**What you have to do:** Repeat the records below verbatim.

==== Data excerpts

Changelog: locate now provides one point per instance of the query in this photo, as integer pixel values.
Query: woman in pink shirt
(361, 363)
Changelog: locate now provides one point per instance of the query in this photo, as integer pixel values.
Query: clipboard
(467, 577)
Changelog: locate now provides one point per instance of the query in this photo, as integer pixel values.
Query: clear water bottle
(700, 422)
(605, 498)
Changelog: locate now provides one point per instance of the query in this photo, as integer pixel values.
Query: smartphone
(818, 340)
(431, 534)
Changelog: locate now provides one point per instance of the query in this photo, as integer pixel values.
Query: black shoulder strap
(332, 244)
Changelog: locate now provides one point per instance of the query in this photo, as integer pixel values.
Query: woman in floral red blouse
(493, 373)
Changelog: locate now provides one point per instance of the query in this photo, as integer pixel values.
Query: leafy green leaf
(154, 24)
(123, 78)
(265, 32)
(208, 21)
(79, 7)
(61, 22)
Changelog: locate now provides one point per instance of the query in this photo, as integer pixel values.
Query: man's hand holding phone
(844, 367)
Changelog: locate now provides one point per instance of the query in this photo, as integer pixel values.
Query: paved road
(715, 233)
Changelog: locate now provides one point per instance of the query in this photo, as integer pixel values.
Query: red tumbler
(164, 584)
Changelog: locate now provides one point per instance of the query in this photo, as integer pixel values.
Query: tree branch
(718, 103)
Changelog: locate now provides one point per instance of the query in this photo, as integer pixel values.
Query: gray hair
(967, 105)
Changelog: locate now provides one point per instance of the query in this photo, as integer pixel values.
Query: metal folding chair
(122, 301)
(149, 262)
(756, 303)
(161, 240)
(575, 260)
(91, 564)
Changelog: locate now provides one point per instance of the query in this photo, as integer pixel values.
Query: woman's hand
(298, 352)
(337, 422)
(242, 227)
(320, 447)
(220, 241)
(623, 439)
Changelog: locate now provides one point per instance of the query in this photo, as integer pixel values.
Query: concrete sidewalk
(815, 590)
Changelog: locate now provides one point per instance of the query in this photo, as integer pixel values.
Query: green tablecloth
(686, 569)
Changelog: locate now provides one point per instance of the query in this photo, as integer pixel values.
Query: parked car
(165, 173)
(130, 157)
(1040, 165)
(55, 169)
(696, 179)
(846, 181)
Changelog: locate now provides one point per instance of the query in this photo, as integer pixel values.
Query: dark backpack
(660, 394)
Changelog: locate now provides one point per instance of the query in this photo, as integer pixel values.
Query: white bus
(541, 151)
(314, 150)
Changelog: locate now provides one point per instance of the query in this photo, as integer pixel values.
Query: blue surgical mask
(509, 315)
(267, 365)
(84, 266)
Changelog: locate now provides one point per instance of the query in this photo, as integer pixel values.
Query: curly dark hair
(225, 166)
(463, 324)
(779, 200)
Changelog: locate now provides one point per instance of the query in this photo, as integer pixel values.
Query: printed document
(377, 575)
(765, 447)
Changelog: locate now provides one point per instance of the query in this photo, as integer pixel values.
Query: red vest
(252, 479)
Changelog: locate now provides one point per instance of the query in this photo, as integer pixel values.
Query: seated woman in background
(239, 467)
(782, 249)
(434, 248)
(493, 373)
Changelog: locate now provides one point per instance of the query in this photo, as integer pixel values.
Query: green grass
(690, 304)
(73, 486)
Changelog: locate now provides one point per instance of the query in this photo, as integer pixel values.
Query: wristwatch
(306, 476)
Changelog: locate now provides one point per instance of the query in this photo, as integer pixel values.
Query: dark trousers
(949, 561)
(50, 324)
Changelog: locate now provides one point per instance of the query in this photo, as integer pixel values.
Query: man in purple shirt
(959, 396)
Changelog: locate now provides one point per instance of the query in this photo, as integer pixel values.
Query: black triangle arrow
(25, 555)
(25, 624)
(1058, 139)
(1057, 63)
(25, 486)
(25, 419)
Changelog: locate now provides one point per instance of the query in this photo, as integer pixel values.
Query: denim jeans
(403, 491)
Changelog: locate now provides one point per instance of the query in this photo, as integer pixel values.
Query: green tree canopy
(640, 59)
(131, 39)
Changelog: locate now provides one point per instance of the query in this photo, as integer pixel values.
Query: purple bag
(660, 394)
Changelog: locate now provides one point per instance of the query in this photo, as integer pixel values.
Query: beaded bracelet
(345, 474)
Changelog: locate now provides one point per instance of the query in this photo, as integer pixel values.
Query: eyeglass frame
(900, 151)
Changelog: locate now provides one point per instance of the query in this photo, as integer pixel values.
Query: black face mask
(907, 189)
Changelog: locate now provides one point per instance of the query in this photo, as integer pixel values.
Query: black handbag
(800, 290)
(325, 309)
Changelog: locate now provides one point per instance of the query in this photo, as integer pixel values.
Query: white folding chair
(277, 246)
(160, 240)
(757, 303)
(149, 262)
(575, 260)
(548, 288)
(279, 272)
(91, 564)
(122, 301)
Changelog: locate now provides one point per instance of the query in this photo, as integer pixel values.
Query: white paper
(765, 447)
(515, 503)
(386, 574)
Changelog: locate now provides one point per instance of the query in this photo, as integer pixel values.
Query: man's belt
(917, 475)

========

**Answer to the exercise:**
Changelog: locate now provides one point per instance of the query in this photo, as integer pixel values.
Query: woman in pink shirt
(361, 363)
Changelog: locate now provides one point per instance of the query in this photo, as integer pixel values.
Query: clipboard
(467, 577)
Changelog: locate now provides one point per instance of the query in this photo, as integer pixel values.
Query: clear water bottle
(700, 422)
(605, 498)
Changelog: locate now provides one point per instance of the query in this photo, as integer pixel values.
Query: smartphone
(818, 340)
(431, 534)
Changelog: locate now provides one point per instance of the query in this photo, as integer pixel values.
Query: black shoulder strap
(332, 244)
Changelog: locate now provides one point per instance of the query in this photo, as integer pixel values.
Query: woman in floral red blouse
(493, 373)
Changelog: locate now provides one point per instance of the query in this photo, as integer pixel values.
Query: leafy green leaf
(154, 24)
(123, 78)
(265, 32)
(208, 21)
(79, 7)
(61, 22)
Changelog: locate now provides one point per instance of the query in this photo, as integer pixel values.
Query: man's hand holding phone
(844, 367)
Changelog: locate now provides one point per instance of the query in this photo, as integer pixel values.
Query: paved road
(715, 233)
Changelog: locate now provides one point per instance of the query in this photo, as integer pixel values.
Query: red tumbler
(164, 584)
Changelog: locate now provides one point per instance of the query in this photo, as integer pixel values.
Query: tree branch
(718, 103)
Changelog: locate now provides one point per instance of the query in this photo, as integer pixel values.
Query: gray hair
(967, 105)
Changelog: locate now provides one point per instance of the query in this photo, as integer pixel values.
Query: metal folding chair
(122, 301)
(149, 262)
(756, 303)
(161, 240)
(575, 260)
(91, 564)
Changelog: locate now provides one point per instance of the query in this photo, as integer pixel values.
Query: woman's hand
(298, 352)
(337, 422)
(242, 227)
(320, 447)
(220, 241)
(623, 439)
Changelog: locate now provides one point per instance of the query in this photo, as integer pixel values.
Query: concrete sidewalk
(815, 590)
Changelog: locate now provides one point per instance of the query in this photo, as integer pixel values.
Query: green tablecloth
(686, 569)
Changelog: locate now provides one point per instance of the query in this photo, as integer pixel values.
Query: parked car
(165, 173)
(130, 157)
(1040, 165)
(55, 169)
(696, 179)
(846, 181)
Changelog: locate now provides one point per instance of the query in this photo, as integer pixel values.
Query: dark backpack
(660, 394)
Changelog: locate now provides one point per instance of the query in this photo, as integer pixel values.
Query: white bus
(541, 151)
(314, 150)
Changelog: locate now provides one point per instance of the query in this photo, as integer pixel values.
Query: blue surgical mask
(509, 315)
(267, 365)
(84, 266)
Changelog: locate now provides one point per instance of the query in this photo, as integer pixel values.
Query: curly dark hair
(225, 166)
(463, 324)
(779, 200)
Changelog: locate now provides one point per instance of the query in this photo, as integer pixel values.
Query: printed document
(377, 575)
(765, 447)
Changelog: locate now provides one point per instance of the query in this photo, as integer pixel values.
Query: red vest
(252, 479)
Changelog: locate now provides one point per instance of the query in this photo, as integer pixel values.
Query: seated woman in background
(239, 467)
(782, 249)
(434, 248)
(493, 373)
Changelog: locate now provides one point per instance of the query in this photo, as integer pixel values.
Query: green grass
(690, 304)
(73, 486)
Changelog: locate now provides one point per instance of the query in this photo, as integer pixel values.
Query: wristwatch
(306, 476)
Changelog: locate now provides one point per instance of the query in this photo, as integer pixel values.
Query: dark trousers
(949, 561)
(50, 324)
Changelog: locate now provides one point per instance of the query in this photo, as integer pixel values.
Query: man in purple shirt
(959, 396)
Changelog: locate now provides one point per instance of the query in this photo, as integer pixel values.
Query: black triangle arrow
(25, 555)
(25, 624)
(1058, 139)
(1057, 63)
(25, 486)
(25, 419)
Changelog: locate now provides one point per instance of the query in this photo, as integer pixel values.
Query: denim jeans
(403, 491)
Changelog: locate now provides one point per instance of the query in this photo, as integer pixel values.
Query: green tree canopy
(640, 59)
(131, 39)
Changelog: locate now provides one point per instance of the query in this photo, as integer pixel values.
Query: purple bag
(660, 394)
Changelog: locate now provides one point per instance of the query in this photo, as integer pixel values.
Query: beaded bracelet
(345, 474)
Changelog: locate now provides one point per instance of the query in this photo, as integer pixel values.
Query: eyeglass frame
(900, 151)
Changelog: locate now provides one point per instance of the query in this photo, as integer pixel values.
Query: black face mask
(907, 189)
Changelog: locate now provides one point per instance of the query in this photo, as integer pixel values.
Query: black handbag
(800, 290)
(325, 309)
Changelog: locate now provides one point per instance of the query in this photo, as integer pixel values.
Query: white folding chair
(277, 246)
(160, 240)
(757, 303)
(149, 262)
(575, 260)
(548, 288)
(279, 272)
(91, 564)
(122, 301)
Changelog: locate now provides one point per instance of the query in this photo, as integer pixel values.
Query: white paper
(765, 447)
(515, 503)
(386, 574)
Changelog: locate now provides one point per instance of the query in this photo, as integer pixel values.
Query: man's belt
(917, 475)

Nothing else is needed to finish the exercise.